-- DIRECTIVE --
Copy the records word for word, from the line containing "of the white" through the end of the records, including both ends.

──────────────────────────────

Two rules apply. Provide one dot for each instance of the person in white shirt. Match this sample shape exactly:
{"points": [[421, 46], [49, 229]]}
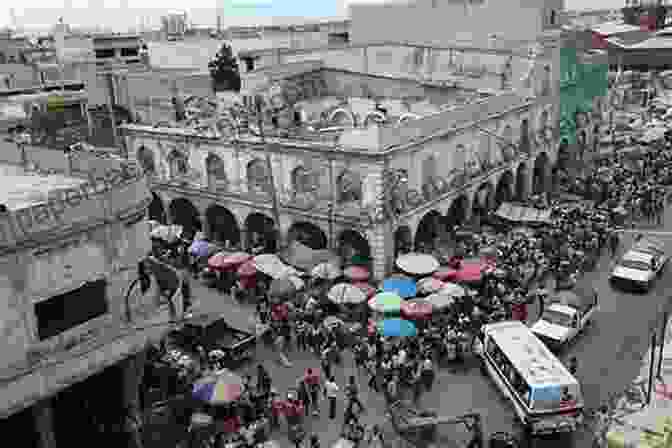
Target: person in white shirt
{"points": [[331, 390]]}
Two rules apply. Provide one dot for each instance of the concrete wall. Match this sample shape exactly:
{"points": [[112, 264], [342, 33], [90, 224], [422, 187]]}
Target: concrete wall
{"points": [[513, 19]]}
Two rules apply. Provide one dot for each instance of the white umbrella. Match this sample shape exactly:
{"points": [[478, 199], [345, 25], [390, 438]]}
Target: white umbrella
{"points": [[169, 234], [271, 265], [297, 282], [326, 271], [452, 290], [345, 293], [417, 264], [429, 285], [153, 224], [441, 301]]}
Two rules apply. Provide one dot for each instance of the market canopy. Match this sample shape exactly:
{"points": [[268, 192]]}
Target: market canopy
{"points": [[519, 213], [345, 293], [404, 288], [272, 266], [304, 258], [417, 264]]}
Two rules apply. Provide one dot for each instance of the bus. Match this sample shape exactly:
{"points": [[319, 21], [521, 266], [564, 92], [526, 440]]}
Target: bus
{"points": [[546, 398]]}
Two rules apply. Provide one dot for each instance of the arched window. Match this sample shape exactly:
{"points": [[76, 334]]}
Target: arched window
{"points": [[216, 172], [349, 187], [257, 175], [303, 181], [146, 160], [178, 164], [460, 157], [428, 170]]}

──────────────────────────────

-- TASK ANSWER --
Two rules apply. Provide one dot for each instance of the white umbrella. Match this sample shape exactly:
{"points": [[478, 199], [345, 25], [390, 438]]}
Target: white umbrella
{"points": [[169, 234], [271, 265], [297, 282], [326, 271], [452, 290], [345, 293], [417, 264], [429, 285], [153, 224], [441, 301]]}
Two rules apply. Provide one dot for each instance of the market canopy. Match this sample shape exactly:
{"points": [[268, 192]]}
Target: market canopy
{"points": [[519, 213], [345, 293], [404, 288], [272, 266], [304, 258], [417, 264]]}
Two rules apply. Provide one dot for each instance of the bus. Match this sample shape exactly:
{"points": [[319, 21], [521, 266], [564, 92], [526, 440]]}
Target: bus
{"points": [[546, 398]]}
Two rules apply. Provide one dot for each instance of the arched window. Match this sample shape exactly:
{"points": [[76, 334]]}
Target: arched window
{"points": [[216, 172], [349, 187], [257, 175], [303, 181], [146, 160], [178, 164], [460, 157], [428, 170]]}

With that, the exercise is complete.